-------- Records supplied --------

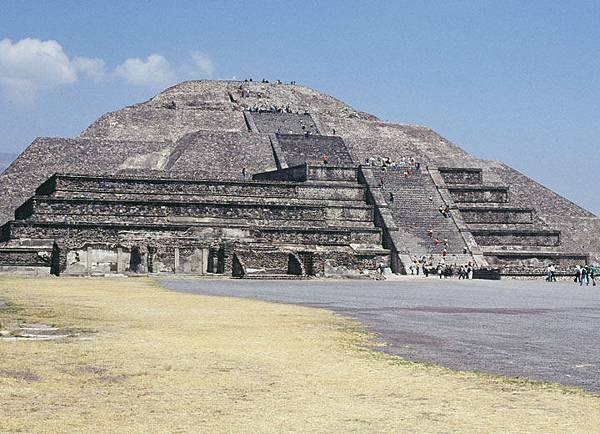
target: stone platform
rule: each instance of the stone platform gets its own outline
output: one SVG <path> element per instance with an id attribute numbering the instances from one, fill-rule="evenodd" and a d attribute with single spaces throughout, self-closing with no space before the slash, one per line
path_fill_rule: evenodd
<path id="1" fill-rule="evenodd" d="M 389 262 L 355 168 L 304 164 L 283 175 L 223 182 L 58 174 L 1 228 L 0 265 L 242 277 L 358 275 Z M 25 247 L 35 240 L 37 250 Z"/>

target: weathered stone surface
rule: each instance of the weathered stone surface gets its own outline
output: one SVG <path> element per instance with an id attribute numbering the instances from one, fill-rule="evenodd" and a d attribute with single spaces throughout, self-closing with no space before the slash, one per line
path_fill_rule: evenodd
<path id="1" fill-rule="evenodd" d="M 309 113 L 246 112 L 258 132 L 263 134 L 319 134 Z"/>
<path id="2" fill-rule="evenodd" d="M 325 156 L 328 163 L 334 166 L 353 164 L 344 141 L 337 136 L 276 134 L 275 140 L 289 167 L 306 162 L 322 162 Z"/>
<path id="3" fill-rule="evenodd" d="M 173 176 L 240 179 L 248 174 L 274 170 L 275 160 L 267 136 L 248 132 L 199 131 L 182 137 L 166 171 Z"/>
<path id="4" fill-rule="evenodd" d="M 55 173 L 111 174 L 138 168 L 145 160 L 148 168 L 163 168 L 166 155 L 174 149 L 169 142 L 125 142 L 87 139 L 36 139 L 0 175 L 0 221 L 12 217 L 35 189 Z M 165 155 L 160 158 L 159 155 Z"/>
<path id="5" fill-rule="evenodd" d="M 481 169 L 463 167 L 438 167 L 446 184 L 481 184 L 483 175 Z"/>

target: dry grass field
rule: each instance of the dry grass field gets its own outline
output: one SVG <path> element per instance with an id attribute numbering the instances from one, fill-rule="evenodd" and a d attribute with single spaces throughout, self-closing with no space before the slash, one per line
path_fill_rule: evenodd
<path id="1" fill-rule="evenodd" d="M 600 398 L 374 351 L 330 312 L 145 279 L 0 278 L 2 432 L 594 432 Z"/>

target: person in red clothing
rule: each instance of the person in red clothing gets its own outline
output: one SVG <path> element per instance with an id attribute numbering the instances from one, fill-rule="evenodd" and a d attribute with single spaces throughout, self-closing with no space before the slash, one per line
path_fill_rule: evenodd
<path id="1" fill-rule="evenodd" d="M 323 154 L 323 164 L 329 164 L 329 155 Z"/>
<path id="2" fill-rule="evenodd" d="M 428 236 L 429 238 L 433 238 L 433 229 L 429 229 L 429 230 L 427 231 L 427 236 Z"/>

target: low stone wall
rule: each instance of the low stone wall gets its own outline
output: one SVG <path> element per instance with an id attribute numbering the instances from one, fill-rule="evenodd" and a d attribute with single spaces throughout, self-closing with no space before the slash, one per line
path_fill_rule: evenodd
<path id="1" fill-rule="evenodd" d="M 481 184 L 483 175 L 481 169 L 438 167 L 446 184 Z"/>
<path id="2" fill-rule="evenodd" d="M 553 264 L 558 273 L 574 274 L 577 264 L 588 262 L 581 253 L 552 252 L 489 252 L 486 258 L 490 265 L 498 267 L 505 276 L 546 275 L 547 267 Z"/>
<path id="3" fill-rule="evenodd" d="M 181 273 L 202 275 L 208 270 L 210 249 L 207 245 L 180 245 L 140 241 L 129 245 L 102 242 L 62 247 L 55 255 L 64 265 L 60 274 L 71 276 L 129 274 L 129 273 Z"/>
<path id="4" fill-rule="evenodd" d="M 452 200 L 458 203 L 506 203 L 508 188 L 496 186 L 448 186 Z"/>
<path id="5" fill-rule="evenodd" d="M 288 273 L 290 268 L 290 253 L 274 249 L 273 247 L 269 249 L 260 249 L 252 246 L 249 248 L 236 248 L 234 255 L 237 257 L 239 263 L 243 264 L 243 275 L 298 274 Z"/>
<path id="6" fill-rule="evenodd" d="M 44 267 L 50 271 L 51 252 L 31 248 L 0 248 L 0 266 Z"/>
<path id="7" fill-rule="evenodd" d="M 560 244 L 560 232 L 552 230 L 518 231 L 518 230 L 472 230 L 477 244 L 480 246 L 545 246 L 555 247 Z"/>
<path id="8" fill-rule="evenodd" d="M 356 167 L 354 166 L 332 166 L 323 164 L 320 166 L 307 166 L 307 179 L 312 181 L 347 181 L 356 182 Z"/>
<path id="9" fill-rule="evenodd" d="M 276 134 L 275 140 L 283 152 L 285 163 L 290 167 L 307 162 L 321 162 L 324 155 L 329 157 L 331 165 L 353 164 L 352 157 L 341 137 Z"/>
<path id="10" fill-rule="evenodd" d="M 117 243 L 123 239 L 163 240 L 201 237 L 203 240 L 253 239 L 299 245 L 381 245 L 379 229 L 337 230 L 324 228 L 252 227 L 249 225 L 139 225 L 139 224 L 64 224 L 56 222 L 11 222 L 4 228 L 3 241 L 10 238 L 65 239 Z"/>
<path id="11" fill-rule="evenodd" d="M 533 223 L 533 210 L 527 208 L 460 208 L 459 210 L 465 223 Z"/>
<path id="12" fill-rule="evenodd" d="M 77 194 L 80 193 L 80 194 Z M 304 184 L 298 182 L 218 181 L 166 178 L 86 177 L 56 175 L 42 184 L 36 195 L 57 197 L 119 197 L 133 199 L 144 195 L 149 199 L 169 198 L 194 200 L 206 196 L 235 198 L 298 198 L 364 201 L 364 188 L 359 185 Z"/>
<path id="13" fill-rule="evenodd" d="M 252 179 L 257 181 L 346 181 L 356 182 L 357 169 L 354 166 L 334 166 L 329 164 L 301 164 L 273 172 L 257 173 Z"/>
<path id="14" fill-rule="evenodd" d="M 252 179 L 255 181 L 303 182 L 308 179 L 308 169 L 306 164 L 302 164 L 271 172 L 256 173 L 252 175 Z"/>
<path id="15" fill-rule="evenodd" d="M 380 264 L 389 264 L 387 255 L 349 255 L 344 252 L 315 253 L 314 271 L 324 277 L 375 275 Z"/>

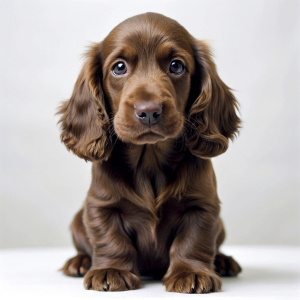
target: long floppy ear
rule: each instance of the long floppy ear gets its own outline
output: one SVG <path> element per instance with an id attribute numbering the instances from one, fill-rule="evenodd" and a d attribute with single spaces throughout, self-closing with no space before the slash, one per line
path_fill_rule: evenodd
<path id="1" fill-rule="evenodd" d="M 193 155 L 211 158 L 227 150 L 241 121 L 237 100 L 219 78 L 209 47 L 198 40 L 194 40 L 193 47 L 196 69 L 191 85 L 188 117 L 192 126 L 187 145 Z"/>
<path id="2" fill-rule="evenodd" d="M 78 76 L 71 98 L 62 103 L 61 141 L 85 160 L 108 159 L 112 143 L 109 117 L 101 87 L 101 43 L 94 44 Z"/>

--------

▸ **Work to be completed**
Only lines with the word "long" are wanted; pull each of them from the records.

▸ **Reply**
target: long floppy ear
rule: each instance of the long floppy ear gets its own outline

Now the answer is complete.